Age and fluid source of the sub-volcanic Zhaiping Ag–Pb–Zn deposit in the eastern Cathaysia Block (Fujian Province, Southeastern China)

The Zhaiping Ag–Pb–Zn vein deposit in the Coastal Volcanic Belt of southeastern China, which resulted from subduction of the paleo-Pacific oceanic lithosphere beneath the South China Block, is hosted by Early Cretaceous sub-volcanic rocks (rhyolite porphyry) and younger granite porphyry and quartz porphyry. Three generations of veins have been recognized: (i) pre-ore quartz + pyrite, (ii) syn-ore silver + pyrite + pyrrhotite + base metal sulfides + quartz + sericite, and (iii) post-ore quartz + calcite + fluorite veins. Rubidium–Sr dating of syn-ore pyrite yielded an isochron age of 132.2 ± 2.1 Ma (2σ, MSWD = 2.0, n = 4), which is roughly coincidental with the age of the granite porphyry and quartz porphyry (zircon U–Pb age: ca. 133 Ma). The age data, together with Pb, S, H, and O isotopic compositions, indicate a close temporal and possibly genetic relationship between mineralization and porphyry magmatism at Zhaiping. Geochemical and isotope data demonstrate that the Zhaiping sub-volcanic rocks were derived from partial melting of Proterozoic crustal sources and underwent fractionation of feldspars, monazite, and/or allanite. The 87Sr/86Sr ratios of pre-ore (Aph1) and syn-ore (Aph2) stage apatite are in the ranges of 0.71350 to 0.71441 and 0.71260 to 0.71328, respectively, which are distinct from those of the sub-volcanic intrusive rocks (0.7119–0.7125). The Sr isotope signature, together with lower fluid temperatures (< 360 °C) relative to typical magmatic fluid, points at addition of an external fluid. It is suggested that the sub-volcanic intrusion acted as a heat source that drove the dehydration of, and subsequent fluid circulation within, the host rocks. Lower 87Sr/86Sr ratio but higher Sr content of Aph2 relative to Aph1 possibly indicates continuous fluid–rock interaction and progressive decomposition of feldspar in the host rocks, thus supplying large amounts of Sr and probably Pb to the ore fluid.

▶ _What is expected_: According to the text on the Zhaiping Ag–Pb–Zn deposit, what isochron age did Rb–Sr dating of syn-ore pyrite yield?

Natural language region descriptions
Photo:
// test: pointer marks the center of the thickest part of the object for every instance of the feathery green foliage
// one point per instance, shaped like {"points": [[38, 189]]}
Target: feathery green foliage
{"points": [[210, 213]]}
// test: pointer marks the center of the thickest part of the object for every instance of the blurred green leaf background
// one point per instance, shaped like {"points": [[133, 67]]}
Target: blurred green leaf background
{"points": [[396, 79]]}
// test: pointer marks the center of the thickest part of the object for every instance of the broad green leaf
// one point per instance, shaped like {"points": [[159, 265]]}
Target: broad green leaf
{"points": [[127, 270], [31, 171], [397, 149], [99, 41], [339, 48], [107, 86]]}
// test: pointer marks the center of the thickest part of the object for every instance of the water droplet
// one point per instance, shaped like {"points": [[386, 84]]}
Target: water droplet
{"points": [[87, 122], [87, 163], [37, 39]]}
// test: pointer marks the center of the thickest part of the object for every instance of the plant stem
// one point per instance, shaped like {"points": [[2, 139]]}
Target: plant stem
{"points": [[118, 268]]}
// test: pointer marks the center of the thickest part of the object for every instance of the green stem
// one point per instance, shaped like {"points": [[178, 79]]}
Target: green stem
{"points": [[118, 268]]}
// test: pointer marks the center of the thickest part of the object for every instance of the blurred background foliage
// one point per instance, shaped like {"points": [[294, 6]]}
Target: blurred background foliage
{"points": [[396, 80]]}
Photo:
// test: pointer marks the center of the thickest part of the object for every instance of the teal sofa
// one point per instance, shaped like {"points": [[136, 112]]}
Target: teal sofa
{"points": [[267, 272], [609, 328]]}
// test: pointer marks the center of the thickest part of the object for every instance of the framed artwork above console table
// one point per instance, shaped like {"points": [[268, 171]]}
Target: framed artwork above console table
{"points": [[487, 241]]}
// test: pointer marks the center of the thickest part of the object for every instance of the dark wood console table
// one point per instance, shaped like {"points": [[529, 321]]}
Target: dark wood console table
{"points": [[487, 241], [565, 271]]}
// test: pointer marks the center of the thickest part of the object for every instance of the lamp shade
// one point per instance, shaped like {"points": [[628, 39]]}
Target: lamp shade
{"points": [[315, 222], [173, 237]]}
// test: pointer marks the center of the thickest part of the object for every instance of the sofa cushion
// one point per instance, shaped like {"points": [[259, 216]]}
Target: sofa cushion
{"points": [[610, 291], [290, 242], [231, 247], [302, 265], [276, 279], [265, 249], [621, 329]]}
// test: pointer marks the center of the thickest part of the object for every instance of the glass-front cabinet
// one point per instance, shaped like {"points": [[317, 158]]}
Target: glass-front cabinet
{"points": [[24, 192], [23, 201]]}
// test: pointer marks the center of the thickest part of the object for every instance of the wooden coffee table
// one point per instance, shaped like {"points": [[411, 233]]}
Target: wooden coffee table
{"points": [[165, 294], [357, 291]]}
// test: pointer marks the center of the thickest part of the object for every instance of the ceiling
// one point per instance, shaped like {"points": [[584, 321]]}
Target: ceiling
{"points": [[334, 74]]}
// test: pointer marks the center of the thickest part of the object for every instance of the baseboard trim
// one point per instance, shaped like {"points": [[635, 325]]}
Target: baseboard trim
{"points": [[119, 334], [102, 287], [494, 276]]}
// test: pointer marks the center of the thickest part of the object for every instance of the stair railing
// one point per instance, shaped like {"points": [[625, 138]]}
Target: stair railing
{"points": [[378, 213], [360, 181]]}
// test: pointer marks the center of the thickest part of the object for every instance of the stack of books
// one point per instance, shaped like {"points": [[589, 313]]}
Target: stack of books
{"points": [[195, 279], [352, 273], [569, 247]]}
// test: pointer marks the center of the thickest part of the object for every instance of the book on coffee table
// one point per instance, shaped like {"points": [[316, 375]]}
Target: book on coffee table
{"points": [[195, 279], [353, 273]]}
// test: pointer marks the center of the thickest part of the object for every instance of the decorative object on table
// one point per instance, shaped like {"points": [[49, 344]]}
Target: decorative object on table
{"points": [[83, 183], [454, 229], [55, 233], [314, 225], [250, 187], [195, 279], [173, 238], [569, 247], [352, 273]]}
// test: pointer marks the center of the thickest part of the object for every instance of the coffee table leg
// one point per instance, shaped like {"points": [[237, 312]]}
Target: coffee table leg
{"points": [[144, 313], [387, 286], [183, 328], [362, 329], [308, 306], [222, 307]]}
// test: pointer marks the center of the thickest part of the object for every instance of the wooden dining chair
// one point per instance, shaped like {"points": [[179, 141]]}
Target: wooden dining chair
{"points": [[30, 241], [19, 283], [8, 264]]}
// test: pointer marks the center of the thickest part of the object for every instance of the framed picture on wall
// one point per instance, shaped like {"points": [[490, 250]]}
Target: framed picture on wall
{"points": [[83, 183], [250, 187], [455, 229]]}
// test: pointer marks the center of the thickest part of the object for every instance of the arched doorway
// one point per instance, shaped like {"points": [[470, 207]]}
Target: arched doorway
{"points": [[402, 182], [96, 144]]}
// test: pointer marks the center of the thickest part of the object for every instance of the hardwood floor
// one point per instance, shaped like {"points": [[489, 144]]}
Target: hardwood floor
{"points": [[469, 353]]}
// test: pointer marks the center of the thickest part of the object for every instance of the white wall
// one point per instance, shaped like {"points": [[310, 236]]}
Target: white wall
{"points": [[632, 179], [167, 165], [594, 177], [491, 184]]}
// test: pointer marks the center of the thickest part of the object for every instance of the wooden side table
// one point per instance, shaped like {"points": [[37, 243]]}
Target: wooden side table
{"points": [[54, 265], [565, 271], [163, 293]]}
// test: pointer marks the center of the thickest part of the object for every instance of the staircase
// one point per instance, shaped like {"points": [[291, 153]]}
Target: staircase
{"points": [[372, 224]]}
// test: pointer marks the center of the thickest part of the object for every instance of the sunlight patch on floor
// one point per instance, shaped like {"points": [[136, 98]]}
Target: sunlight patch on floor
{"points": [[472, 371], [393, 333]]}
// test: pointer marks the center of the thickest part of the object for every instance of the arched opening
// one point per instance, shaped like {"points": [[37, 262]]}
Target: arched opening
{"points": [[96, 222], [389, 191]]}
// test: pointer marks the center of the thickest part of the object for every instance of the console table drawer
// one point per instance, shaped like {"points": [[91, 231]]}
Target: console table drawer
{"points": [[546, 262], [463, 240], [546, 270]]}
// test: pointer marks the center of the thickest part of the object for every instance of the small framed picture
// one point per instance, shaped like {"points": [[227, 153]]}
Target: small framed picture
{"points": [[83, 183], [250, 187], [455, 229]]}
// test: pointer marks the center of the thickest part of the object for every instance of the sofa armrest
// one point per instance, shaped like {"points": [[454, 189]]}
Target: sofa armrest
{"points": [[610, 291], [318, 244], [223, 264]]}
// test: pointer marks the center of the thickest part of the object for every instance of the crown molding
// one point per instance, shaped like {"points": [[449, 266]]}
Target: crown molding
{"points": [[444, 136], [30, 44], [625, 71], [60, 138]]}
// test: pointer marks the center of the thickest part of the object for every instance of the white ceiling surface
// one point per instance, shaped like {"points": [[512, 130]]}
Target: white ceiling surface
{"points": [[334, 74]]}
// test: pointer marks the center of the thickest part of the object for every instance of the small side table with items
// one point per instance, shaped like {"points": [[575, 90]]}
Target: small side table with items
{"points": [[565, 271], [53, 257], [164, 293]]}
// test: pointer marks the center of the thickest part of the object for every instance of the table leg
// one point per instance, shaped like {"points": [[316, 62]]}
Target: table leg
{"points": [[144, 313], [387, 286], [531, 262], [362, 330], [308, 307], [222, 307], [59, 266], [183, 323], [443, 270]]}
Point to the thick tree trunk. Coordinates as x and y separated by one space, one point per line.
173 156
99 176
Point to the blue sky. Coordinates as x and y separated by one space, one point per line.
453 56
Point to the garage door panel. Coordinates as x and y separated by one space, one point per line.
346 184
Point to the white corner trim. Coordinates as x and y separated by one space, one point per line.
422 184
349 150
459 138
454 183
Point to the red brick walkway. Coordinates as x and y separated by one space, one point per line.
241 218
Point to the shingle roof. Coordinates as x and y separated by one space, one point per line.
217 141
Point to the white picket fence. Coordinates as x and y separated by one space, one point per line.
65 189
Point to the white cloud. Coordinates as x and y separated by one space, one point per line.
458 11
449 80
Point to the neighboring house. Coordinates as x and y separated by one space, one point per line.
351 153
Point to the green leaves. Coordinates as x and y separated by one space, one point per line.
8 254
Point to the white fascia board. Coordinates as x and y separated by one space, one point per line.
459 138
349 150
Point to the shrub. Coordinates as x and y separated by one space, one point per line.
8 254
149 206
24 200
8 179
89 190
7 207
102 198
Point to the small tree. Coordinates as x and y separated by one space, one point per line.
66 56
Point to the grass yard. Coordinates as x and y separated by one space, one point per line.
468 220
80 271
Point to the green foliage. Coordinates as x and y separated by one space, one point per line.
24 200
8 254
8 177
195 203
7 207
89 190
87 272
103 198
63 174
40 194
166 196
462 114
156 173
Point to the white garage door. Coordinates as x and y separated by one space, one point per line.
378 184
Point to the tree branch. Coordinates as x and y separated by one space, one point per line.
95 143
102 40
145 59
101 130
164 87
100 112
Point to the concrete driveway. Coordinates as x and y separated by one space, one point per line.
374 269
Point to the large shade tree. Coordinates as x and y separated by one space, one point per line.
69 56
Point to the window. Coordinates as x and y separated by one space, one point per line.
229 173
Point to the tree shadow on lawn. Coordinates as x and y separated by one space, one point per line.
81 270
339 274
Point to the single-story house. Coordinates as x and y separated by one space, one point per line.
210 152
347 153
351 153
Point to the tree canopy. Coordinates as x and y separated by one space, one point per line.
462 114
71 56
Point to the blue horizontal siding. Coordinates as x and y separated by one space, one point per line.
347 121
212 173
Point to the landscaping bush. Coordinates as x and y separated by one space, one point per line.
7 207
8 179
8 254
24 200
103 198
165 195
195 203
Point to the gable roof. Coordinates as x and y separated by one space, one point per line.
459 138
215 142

▶ _Output for this task_: 132.2 ± 2.1 Ma (2σ, MSWD = 2.0, n = 4)